+++ STORED DATA

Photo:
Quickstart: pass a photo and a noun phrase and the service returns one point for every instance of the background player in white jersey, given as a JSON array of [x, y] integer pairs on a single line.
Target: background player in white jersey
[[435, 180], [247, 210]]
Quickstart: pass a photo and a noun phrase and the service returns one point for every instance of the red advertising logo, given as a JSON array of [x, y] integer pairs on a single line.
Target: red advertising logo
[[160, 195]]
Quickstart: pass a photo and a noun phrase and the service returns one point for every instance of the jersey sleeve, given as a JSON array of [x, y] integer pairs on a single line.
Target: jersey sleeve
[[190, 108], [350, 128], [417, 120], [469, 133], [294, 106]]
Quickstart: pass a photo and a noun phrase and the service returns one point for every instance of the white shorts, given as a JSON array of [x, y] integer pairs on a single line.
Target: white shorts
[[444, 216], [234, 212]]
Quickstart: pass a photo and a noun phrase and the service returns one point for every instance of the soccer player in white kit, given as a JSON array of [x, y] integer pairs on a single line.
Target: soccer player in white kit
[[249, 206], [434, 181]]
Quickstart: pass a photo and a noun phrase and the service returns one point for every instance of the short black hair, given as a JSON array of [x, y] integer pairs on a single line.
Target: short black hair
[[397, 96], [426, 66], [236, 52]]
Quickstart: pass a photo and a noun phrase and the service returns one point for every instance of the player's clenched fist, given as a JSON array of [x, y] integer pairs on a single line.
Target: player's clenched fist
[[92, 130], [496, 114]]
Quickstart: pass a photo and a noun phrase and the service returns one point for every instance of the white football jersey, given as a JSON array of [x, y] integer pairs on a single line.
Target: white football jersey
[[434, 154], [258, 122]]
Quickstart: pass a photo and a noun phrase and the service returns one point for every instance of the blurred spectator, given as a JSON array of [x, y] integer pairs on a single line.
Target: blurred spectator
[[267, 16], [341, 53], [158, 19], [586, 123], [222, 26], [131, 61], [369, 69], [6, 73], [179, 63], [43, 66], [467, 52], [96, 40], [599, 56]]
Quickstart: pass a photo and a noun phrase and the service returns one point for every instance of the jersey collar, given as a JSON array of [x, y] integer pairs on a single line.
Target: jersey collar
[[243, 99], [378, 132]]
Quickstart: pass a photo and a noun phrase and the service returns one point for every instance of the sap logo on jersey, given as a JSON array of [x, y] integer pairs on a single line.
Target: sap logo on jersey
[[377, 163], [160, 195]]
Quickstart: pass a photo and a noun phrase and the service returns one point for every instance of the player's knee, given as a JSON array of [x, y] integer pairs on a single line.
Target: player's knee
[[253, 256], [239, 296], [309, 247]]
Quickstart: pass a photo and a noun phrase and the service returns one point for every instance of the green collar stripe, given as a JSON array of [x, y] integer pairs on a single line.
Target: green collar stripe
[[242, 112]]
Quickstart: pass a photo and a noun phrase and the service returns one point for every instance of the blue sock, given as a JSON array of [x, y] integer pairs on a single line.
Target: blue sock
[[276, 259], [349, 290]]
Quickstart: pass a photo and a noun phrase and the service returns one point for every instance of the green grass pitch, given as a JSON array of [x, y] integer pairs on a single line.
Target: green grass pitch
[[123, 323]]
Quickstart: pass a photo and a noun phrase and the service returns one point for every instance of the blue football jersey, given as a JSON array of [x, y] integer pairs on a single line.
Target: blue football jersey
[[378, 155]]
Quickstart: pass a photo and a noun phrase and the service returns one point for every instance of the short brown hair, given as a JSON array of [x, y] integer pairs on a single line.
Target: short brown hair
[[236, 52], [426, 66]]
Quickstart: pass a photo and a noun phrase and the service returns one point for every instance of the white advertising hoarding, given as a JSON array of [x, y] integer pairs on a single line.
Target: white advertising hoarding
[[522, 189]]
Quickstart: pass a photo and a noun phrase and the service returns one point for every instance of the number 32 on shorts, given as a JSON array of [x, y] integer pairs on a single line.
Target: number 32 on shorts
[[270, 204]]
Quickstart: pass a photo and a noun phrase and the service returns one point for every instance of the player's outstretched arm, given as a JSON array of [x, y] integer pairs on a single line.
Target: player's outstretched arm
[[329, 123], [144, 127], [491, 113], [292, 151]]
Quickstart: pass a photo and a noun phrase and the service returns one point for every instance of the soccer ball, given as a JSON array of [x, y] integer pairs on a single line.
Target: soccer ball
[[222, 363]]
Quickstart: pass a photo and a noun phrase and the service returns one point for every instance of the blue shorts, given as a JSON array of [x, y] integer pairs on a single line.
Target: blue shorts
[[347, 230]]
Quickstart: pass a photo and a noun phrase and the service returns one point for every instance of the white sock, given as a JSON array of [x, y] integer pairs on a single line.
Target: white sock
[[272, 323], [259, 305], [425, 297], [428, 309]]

++++++

* **EXERCISE TASK**
Return all of the records above verbatim, with every line unchanged and in its original order.

* **ANSWER IN FULL**
Photo:
Quickstart: pass a photo and a noun phrase and the service returns one point for every instance of the background player in white jersey, given as a JSON array of [x, y] integer pairs on a single line.
Target: background player in white jersey
[[435, 180], [247, 210]]
Quickstart: pass a photo and a noun phrase and the service returns one point for every instance of the red advertising logo, given as a JSON array of [x, y] integer pairs on a single line.
Target: red advertising logo
[[160, 195]]
Quickstart: pass a photo and a noun phrase and the service returns one point for every instance of the jersey sleeve, given as a JSON array of [x, y] integer pairs on a single line.
Target: jersey sleeve
[[190, 108], [350, 128], [417, 120], [469, 133], [294, 106]]
Quickstart: pass a photo and a noun phrase and the service returns one point for every instance of the white shorts, given as a JSON array of [x, y] integer pairs on a single line.
Target: white shorts
[[444, 216], [234, 212]]
Quickstart: pass a photo and a noun phrase and the service returns one point for every instance of the soccer player in white kit, given as a JSON array of [x, y] integer pairs on a single line.
Target: soccer player in white kit
[[249, 206], [434, 181]]
Quickstart: pass a photo and a noun phrase and the service returns one point for every instance of the short black hair, given as a JSON array of [x, y] integer pairs on a single line.
Target: short black hair
[[397, 96], [426, 66], [236, 52]]
Quickstart: pass a photo and a noun phrase and the service returns one point for every instance of the player's clenched fist, given as a JSON array of [x, y] integer pairs on a single line.
Target: player's clenched fist
[[92, 130], [496, 114]]
Quickstart: pass a photo and a noun phrase and the service returns one point for every instance of the white football jersey, given as a JSON array of [x, y] integer pairs on a single line.
Target: white football jersey
[[434, 154], [258, 122]]
Quickstart: pass a photo and a noun phrase and the service returns one point for every instance of the blurred spectator, given as a JSON array of [x, y] integer pairs on a single line.
Target: blurred spectator
[[267, 16], [341, 53], [158, 19], [586, 123], [222, 26], [131, 61], [369, 69], [6, 73], [179, 63], [43, 66], [467, 52], [96, 40], [599, 56]]
Quickstart: pass a photo and a noun phrase and the service returns one point for every instance of the jersey collar, given as a JSON array of [x, y] integer pairs on a single line.
Target: jersey collar
[[243, 99], [378, 132]]
Quickstart: pass a photo and a noun phrase and the service returns one point for every instance of the sap logo on jersey, given as a JSON array of [x, y] integer pairs on a single line.
Target: sap logo on jersey
[[377, 163], [160, 195]]
Quickstart: pass a photo and a noun phrase and the service returns one point for every instance of the player's knee, given as a JSON array of [x, y] integer pairs on a single line.
Target: player's knee
[[253, 256], [239, 296], [309, 247]]
Quickstart: pass a photo and a noun phrase and the service returns one point for every instance of the green collar stripe, given as a JSON array of [x, y] integer pairs on a single line.
Target: green collar stripe
[[242, 112]]
Quickstart: pass a photo and a noun phrase and the service returns one point for every instance of the blue sock, given as a JSON array of [x, y] integer pairs on a single line.
Target: blue sock
[[276, 259], [349, 290]]
Quickstart: pass a photo and a noun phrase and the service returns one point for every instance of the green grass pitch, given as a JSON array of [x, y] integer pairs on a single line.
Target: green grass pitch
[[123, 323]]
Quickstart: pass a photo and a noun phrase and the service returns one point for every instance of the blue football jersey, given as a JSON array of [x, y] integer pairs on a single line.
Target: blue football jersey
[[378, 155]]
Quickstart: pass a photo and a noun phrase and the service returns one point for every instance of the short brown hair, given as a JSON array of [x, y] integer pairs on a single line.
Target: short brown hair
[[236, 52], [426, 66]]
Quickstart: pass a photo and a noun phrase and the service returns one point for every instance of the white advertising hoarding, given as a JSON array of [x, y] integer pairs on a single line.
Target: white advertising hoarding
[[522, 189]]
Quickstart: pass a photo and a noun phrase and the service returns one point for every instance of the number 32 on shorts, given as a JSON array of [x, y] integer pairs on a single line.
Target: number 32 on shorts
[[270, 204]]
Quickstart: pass a photo and a noun phrase and the service returns one point for every instance of the player's outstretched arm, given as a JSON array of [x, y] integer pairs on a single line.
Target: player's outstretched arm
[[329, 123], [144, 127], [491, 113], [292, 151]]
Quickstart: pass a photo and a noun phrase and the service returns one point for every instance of the soccer ball, given as a JSON array of [x, y] integer pairs on a single line.
Target: soccer ball
[[222, 363]]
Quickstart: pass a photo and a noun phrase and the service returns one point for every instance of the blue shorts, given as a JSON array of [x, y] integer pairs on a single line.
Target: blue shorts
[[347, 230]]
Quickstart: pass a photo and a noun phrase and the service returns one point for every instance of the white sock, given as a JSON array of [x, y] integer pairs on a single line.
Target: white sock
[[272, 323], [259, 305], [425, 297], [428, 309]]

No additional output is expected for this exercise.